Énoncé
Remplacez « épouvantables » par « terribles » dans le passage de l'extrait sur la sécheresse au Sahel compris entre « Katia LAVAL » et « situations exceptionnelles ? », bornes incluses, puis restituez ce passage.

Extrait source
---------------

La sécheresse au Sahel : première interrogation sur le rôle de l’homme sur le climat

Katia LAVAL
Professeur émérite – Université Pierre et Marie Curie

Le Sahel a connu des sécheresses épouvantables au début des années 70. Ces sécheresses ont persisté pendant une vingtaine voire une petite trentaine d'années. Les chercheurs se sont posé la question : pourquoi ces sécheresses ont-elles existé pendant ces années-là ? Qu'est-ce qui a provoqué ces situations exceptionnelles ?

1. Contexte

Le Sahel est une région qui borde le Sahara, région terriblement désertique, l’une des plus désertiques sur la planète. C’est une région où les pluies sont entre 200 mm par an et 600 mm par an (figure ci-dessous).

Ce sont des pluies qui sont assez faibles, dont la diminution peut provoquer des situations épouvantables pour l'agriculture. Et en effet, des sécheresses ont provoqué des famines et morts de populations. Ces sécheresses ont provoqué l'intérêt des chercheurs parce que c'était un problème intéressant et parce que ça provoquait des situations sociales terriblement graves. Les chercheurs se sont donc posé la question des sécheresses au Sahel. Pendant une vingtaine d'années, des années 50 à 1970, il y avait plutôt des situations humides au Sahel, avec des pluies qui étaient normales (figure ci-dessous). Puis arrivent les années 70, en particulier 72 – 76 – 87, avec des diminutions de pluie épouvantables. Pendant ces périodes-là, les populations ont terriblement souffert.Pourquoi sommes-nous passés d'un régime qui était un régime humide à un régime qui était un régime de sécheresse où donc les difficultés apparaissaient de manière très importante pour toutes ces populations ?

2. Première théorie

Deux chercheurs brillants, Jules CHARNEY et Joe OTTERMAN, ont proposé des théories pour expliquer ces sécheresses qui avaient existé non seulement au Sahel mais dans d'autres régions semi arides. Pour toutes ces régions, on avait changé l'usage des sols. Pour le Sahel par exemple, on avait fait des surpâturages dans ces régions et ces surpâturages faisaient disparaître les herbacées de ces régions. Or, les régions où vous n'avez pas de végétation sont des régions où vous avez un pouvoir réfléchissant du rayonnement solaire très important.

---------------

Lignes de données
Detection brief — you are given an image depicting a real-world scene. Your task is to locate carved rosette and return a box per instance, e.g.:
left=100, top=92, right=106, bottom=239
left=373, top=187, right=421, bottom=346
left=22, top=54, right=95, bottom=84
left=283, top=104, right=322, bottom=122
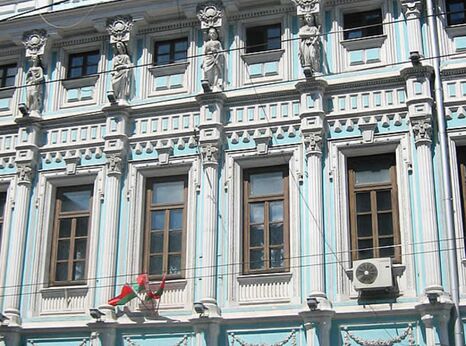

---------------

Réponse attendue
Katia LAVAL
Professeur émérite – Université Pierre et Marie Curie

Le Sahel a connu des sécheresses terribles au début des années 70. Ces sécheresses ont persisté pendant une vingtaine voire une petite trentaine d'années. Les chercheurs se sont posé la question : pourquoi ces sécheresses ont-elles existé pendant ces années-là ? Qu'est-ce qui a provoqué ces situations exceptionnelles ?